▶ _OPDRACHT 1_
Zet de alinea die begint met "De Advocaat-Generaal Jörg concludeerde" uit de uitspraak over de inbeslaggenomen auto om in een korte opsomming met de belangrijkste feiten.
▶ _OPDRACHT 2_
Ga verder met de uitspraak over de inbeslaggenomen auto, te beginnen na de laatste zin die in het brondocument staat.

▶ _BRONDOCUMENT_

'''

De Advocaat-Generaal Jörg concludeerde dat de Hoge Raad de bestreden beschikking zou moeten vernietigen en de zaak zou moeten terugwijzen naar de rechtbank. De Hoge Raad oordeelde dat de rechtbank onvoldoende had gemotiveerd wie de sterkste rechten op de auto had en dat het belang van de strafvordering niet was beoordeeld. Hierdoor had de rechtbank een onjuiste maatstaf gehanteerd bij haar beslissing.

De Hoge Raad vernietigde de beschikking van de rechtbank en wees de zaak terug naar de Rechtbank te 's-Gravenhage voor een herbeoordeling van het beklag. De uitspraak benadrukt het belang van een zorgvuldige afweging van de rechten van de betrokken partijen bij inbeslagname en de noodzaak voor de rechtbank om duidelijk te motiveren waarom teruggave aan de klager niet mogelijk is.

Uitspraak

25 september 2001
Strafkamer
nr. 02981/00 B
AGJ/EDK
Hoge Raad der Nederlanden
Beschikking op het beroep in cassatie tegen een beschikking van de Arrondissementsrechtbank te 's-Gravenhage van 3 juli 2000, nummer 09/050226-00, op een beklag als bedoeld in
artikel 552a van het Wetboek van Strafvordering, ingediend door:
[verzoeker], geboren te [geboorteplaats] (Marokko) op [geboortedatum] 1966, wonende te [woonplaats]
1. De bestreden beschikking
De Rechtbank heeft ongegrond verklaard het door de klager ingediende beklag strekkende tot teruggave aan hem van de in bovenvermelde beschikking omschreven auto.

'''

▶ _VERSTREKTE GEGEVENS_

'''

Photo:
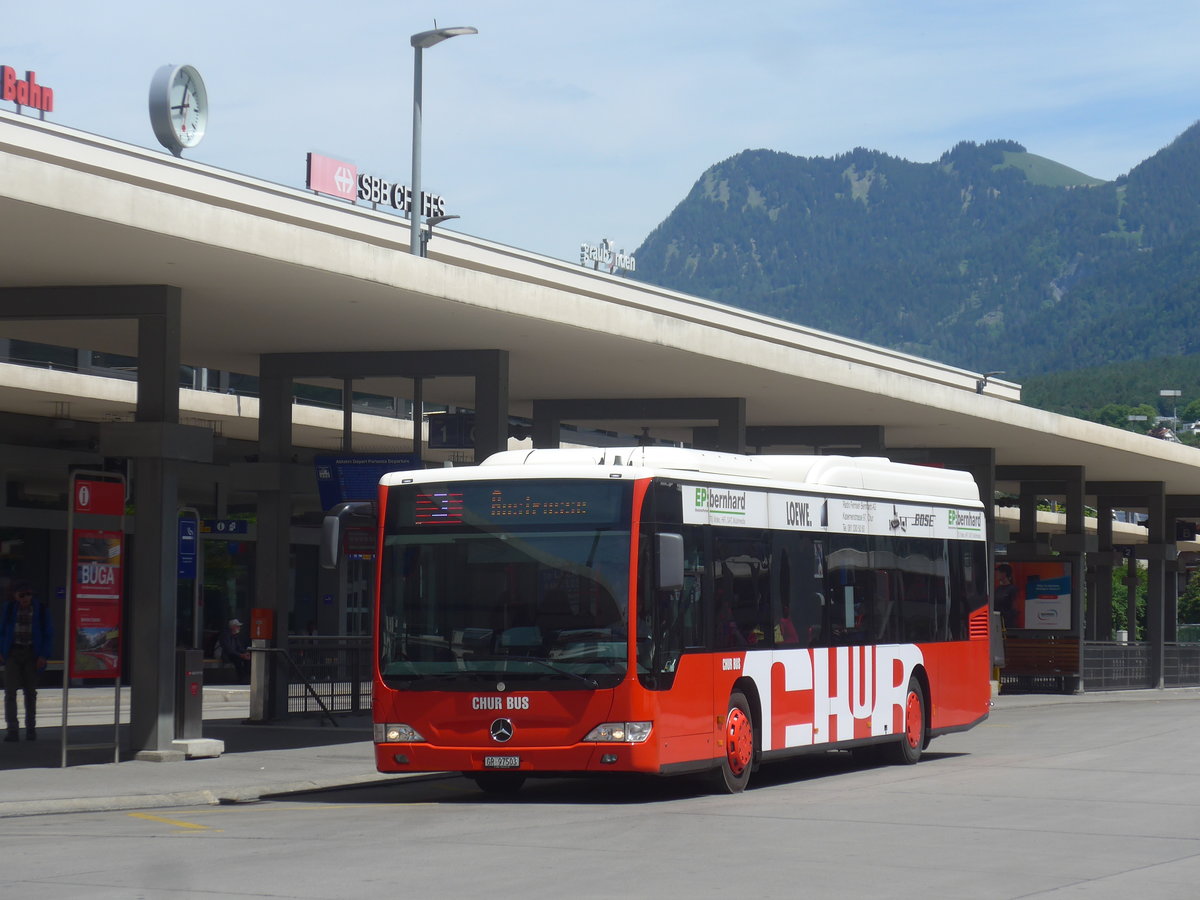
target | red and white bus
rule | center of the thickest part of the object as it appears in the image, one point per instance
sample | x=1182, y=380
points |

'''
'''

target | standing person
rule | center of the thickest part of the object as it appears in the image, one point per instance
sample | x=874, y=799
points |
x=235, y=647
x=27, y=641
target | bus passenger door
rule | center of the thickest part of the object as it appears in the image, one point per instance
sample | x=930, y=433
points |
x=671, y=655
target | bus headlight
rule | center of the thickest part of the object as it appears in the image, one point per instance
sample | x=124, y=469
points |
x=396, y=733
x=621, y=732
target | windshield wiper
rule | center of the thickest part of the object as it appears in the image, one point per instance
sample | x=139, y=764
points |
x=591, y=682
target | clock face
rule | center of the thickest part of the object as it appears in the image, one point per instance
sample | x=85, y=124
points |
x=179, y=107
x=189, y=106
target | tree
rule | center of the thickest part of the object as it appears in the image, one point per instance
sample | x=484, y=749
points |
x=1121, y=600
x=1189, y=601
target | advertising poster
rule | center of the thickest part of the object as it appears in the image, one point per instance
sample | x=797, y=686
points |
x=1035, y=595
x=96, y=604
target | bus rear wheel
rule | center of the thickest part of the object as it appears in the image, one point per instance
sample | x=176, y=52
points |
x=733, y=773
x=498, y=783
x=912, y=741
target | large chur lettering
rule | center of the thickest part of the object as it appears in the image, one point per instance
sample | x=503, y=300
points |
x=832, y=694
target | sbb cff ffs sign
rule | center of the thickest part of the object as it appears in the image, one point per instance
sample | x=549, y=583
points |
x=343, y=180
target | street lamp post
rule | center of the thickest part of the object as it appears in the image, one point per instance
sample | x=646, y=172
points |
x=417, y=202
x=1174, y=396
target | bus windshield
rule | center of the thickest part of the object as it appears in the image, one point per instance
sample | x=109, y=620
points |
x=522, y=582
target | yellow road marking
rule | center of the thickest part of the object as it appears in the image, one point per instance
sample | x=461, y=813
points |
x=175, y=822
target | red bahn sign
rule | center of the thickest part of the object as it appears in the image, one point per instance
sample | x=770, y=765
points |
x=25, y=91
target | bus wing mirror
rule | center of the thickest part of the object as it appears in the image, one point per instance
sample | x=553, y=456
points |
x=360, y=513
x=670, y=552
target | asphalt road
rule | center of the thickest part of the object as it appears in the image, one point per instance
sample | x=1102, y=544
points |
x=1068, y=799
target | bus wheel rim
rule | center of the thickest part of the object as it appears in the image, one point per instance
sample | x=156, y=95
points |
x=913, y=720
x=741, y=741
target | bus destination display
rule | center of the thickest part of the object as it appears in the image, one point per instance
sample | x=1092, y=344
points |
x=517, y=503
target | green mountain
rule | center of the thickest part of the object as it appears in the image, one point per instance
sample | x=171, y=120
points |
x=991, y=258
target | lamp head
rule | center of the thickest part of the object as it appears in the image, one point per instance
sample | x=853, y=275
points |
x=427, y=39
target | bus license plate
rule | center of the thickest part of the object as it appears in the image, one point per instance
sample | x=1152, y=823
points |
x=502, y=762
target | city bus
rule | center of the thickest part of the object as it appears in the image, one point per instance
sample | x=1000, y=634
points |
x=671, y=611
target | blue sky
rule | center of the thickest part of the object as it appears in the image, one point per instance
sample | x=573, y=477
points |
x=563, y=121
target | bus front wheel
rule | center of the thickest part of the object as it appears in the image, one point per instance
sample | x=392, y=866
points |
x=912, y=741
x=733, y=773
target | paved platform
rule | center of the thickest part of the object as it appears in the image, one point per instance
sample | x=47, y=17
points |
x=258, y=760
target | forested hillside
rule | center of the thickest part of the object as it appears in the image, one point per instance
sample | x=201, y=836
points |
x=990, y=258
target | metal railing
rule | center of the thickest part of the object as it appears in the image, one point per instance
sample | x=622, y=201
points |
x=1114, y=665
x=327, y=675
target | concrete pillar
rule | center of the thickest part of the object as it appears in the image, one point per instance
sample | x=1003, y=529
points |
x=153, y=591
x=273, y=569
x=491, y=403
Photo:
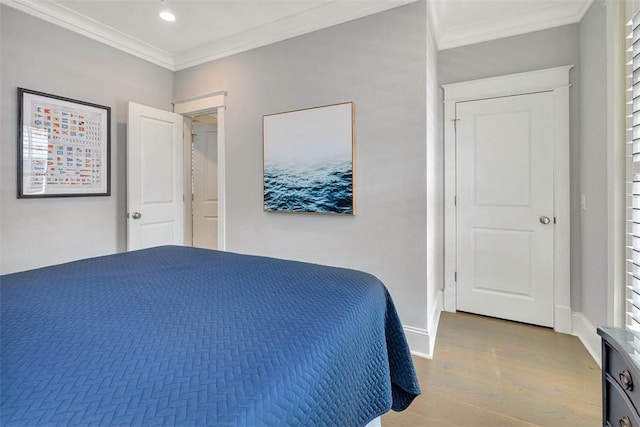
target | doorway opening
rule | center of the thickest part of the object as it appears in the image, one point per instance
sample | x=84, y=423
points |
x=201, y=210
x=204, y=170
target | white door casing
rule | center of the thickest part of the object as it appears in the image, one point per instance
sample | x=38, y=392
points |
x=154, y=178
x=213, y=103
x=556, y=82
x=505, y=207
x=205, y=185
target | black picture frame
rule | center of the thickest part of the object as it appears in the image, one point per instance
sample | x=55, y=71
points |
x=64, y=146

'''

▶ _ANTWOORDRUIMTE 1_
- Advocaat-Generaal Jörg concludeerde dat de Hoge Raad de bestreden beschikking moest vernietigen en de zaak moest terugwijzen naar de rechtbank.
- Volgens de Hoge Raad had de rechtbank onvoldoende gemotiveerd wie de sterkste rechten op de auto had.
- Het belang van de strafvordering was niet beoordeeld.
- Daardoor had de rechtbank een onjuiste maatstaf gehanteerd.

▶ _ANTWOORDRUIMTE 2_
2. Geding in cassatie
Het beroep is ingesteld door de klager. Namens deze hebben mrs. D.V.A. Brouwer en J.M. Sjöcrona, beiden
advocaat te 's-Gravenhage, bij schriftuur een middel van cassatie voorgesteld. De schriftuur is aan deze beschikking gehecht en maakt daarvan deel uit.
De Advocaat-Generaal Jörg heeft geconcludeerd dat de Hoge Raad de bestreden beschikking zal vernietigen en de zaak zal terugwijzen naar de Rechtbank te 's-Gravenhage.
3. Beoordeling van het middel
3.1.Het middel bevat de klacht dat de Rechtbank bij haar beslissing een onjuiste maatstaf heeft toegepast, althans haar beslissing onvoldoende heeft gemotiveerd.
3.2. De bestreden beschikking houdt in, voorzover te dezen van belang, dat naast de klager, onder wie het
betreffende voorwerp - een personenauto met kenteken [aa-bb-00] - in beslag is genomen, een ander eveneens een klaagschrift op grond van art. 552a, eerste lid, Sv heeft ingediend, stellende dat hij eigenaar is van het inbeslaggenomen voorwerp.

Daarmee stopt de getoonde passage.